● **What is being asked**
In the data below, find every line with the word "clear" and copy it.
◆ ◆ ◆
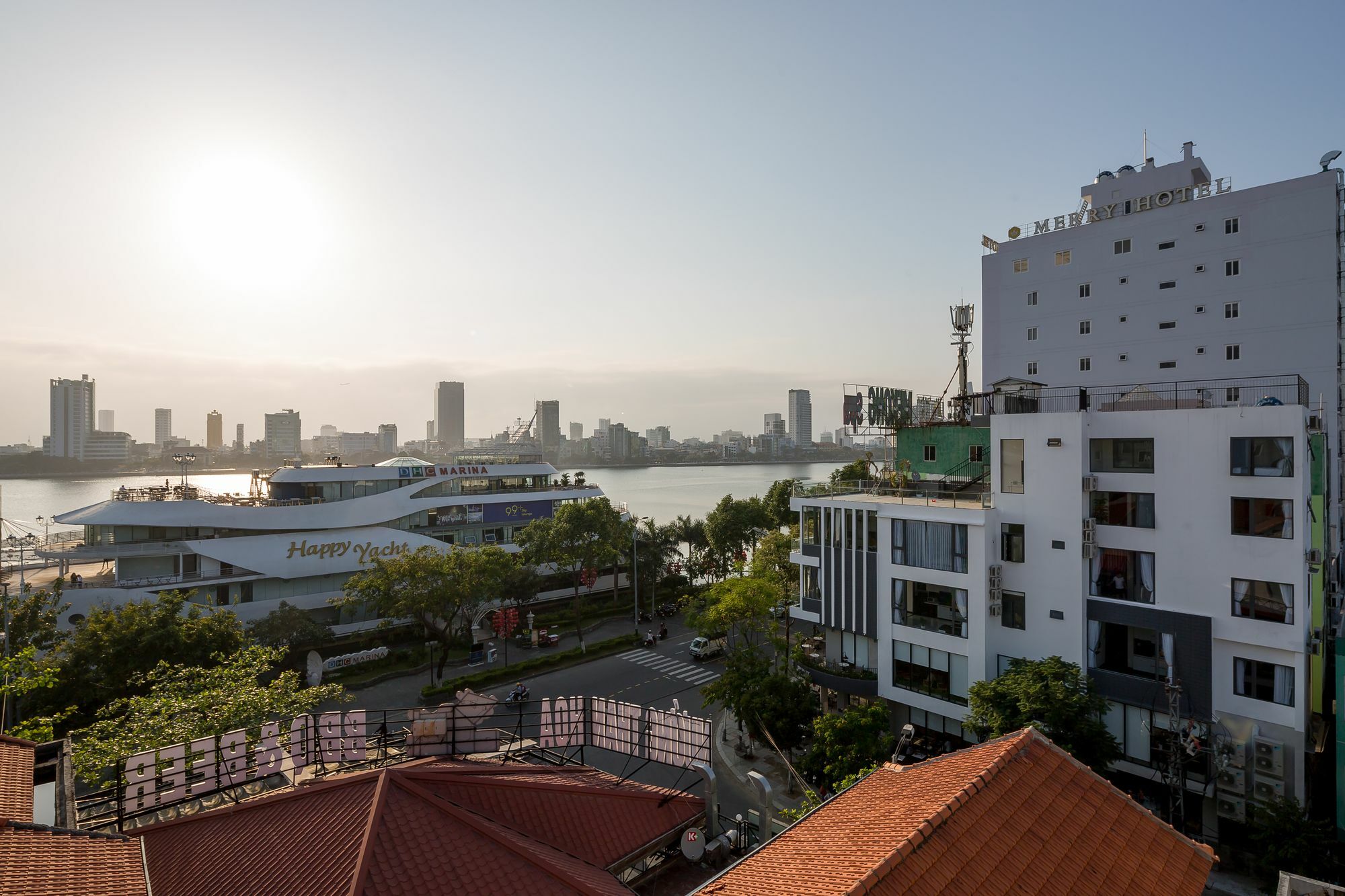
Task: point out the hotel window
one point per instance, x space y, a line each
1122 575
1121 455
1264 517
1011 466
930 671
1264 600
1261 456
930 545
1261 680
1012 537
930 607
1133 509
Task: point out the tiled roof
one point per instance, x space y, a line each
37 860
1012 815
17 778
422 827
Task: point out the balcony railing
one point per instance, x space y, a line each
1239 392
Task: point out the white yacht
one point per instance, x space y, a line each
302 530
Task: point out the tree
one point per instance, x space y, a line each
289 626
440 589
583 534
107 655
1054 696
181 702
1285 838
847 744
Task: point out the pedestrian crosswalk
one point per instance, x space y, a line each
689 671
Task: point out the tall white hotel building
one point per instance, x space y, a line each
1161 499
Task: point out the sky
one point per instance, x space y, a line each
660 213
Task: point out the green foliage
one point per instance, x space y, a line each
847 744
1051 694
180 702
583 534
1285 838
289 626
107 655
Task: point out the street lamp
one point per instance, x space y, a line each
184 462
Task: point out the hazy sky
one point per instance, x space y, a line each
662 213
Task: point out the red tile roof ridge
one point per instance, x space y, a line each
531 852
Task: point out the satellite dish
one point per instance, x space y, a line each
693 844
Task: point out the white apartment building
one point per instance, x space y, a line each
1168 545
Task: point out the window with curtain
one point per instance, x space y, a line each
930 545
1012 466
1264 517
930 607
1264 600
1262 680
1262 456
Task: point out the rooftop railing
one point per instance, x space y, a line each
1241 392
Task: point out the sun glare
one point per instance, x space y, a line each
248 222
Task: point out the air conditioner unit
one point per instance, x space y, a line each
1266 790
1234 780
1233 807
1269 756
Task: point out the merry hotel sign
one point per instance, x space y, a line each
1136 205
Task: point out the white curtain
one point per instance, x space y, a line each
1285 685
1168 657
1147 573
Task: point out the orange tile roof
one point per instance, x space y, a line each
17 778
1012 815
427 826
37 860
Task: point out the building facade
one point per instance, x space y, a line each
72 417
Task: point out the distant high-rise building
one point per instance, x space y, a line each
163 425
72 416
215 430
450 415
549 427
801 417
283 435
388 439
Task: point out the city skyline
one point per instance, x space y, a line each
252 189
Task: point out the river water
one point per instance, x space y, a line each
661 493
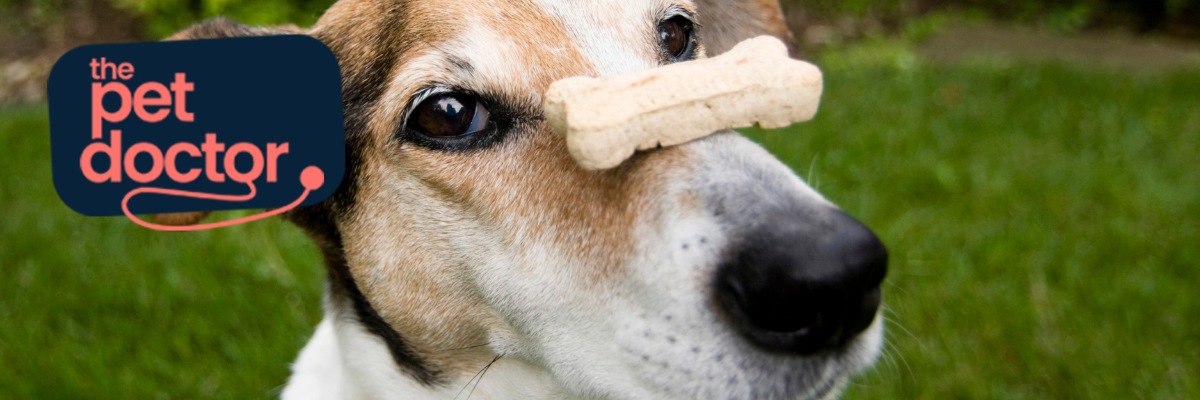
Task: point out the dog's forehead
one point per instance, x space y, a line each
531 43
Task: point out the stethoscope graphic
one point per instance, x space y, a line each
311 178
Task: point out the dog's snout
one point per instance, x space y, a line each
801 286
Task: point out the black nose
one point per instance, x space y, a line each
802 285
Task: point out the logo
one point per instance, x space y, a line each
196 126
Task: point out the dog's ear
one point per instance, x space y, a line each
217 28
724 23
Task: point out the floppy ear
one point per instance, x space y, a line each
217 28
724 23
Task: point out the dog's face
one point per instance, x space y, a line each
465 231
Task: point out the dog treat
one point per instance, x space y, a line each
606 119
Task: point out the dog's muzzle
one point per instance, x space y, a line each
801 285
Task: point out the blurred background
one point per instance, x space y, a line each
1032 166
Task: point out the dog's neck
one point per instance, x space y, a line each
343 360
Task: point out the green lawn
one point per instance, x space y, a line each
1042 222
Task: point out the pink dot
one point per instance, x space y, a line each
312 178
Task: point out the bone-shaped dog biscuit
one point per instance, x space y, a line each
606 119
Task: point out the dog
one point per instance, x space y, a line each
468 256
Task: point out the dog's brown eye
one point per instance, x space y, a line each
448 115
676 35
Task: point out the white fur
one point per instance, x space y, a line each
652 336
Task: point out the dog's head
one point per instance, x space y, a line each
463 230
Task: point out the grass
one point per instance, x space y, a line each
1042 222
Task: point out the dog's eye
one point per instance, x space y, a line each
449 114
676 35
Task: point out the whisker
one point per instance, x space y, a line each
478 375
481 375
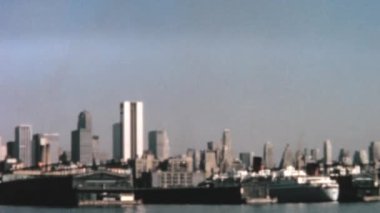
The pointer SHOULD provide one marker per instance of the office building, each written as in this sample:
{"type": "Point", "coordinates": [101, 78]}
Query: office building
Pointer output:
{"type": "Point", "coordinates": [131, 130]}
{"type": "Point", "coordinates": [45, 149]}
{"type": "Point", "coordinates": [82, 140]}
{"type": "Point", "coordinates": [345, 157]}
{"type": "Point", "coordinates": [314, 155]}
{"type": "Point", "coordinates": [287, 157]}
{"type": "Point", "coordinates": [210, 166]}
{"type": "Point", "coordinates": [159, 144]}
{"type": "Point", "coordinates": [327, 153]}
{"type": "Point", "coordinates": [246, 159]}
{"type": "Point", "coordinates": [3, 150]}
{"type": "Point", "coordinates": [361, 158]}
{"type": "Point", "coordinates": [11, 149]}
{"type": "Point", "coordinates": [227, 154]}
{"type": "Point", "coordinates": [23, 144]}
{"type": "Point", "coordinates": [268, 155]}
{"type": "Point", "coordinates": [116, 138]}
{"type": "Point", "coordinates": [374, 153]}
◆ ◆ ◆
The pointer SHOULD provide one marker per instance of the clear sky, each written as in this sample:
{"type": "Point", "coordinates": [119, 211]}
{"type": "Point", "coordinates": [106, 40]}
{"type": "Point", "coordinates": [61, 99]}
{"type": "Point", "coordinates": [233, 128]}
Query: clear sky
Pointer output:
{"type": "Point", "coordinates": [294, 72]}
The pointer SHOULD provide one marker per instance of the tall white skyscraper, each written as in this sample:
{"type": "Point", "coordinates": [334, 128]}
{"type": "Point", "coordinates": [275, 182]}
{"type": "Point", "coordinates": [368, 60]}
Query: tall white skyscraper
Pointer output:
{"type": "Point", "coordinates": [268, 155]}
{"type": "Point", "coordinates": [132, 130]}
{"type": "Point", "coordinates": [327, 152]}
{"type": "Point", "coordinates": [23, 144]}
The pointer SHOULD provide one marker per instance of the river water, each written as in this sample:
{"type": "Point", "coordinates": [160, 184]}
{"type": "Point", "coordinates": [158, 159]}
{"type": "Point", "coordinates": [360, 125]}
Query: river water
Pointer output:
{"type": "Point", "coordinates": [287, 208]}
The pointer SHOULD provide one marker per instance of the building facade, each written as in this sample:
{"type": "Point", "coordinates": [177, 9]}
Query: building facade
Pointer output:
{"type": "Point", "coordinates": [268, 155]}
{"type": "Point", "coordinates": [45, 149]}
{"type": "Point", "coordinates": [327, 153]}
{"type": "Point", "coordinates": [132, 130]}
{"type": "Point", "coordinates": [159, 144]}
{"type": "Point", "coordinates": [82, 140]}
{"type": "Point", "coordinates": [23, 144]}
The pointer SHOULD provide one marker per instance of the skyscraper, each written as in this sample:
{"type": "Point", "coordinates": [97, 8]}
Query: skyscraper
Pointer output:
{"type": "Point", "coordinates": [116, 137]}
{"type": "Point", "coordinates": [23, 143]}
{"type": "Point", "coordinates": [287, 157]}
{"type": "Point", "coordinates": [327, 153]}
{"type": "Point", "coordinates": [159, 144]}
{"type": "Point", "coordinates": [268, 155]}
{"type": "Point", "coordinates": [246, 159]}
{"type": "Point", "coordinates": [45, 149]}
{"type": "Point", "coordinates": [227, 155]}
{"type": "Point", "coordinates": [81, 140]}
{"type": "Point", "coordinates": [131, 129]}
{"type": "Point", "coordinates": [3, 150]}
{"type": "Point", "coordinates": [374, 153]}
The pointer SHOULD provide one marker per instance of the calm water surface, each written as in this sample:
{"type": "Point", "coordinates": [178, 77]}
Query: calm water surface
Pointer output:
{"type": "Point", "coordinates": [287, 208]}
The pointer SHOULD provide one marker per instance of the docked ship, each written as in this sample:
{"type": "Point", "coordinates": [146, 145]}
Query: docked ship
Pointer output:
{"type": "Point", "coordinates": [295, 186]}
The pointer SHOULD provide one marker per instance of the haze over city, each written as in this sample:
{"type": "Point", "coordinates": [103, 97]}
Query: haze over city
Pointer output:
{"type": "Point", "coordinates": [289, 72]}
◆ ◆ ◆
● **Exercise response**
The pointer SHOULD provide one marker per instance of the clear sky, each written as in this sample:
Query: clear sky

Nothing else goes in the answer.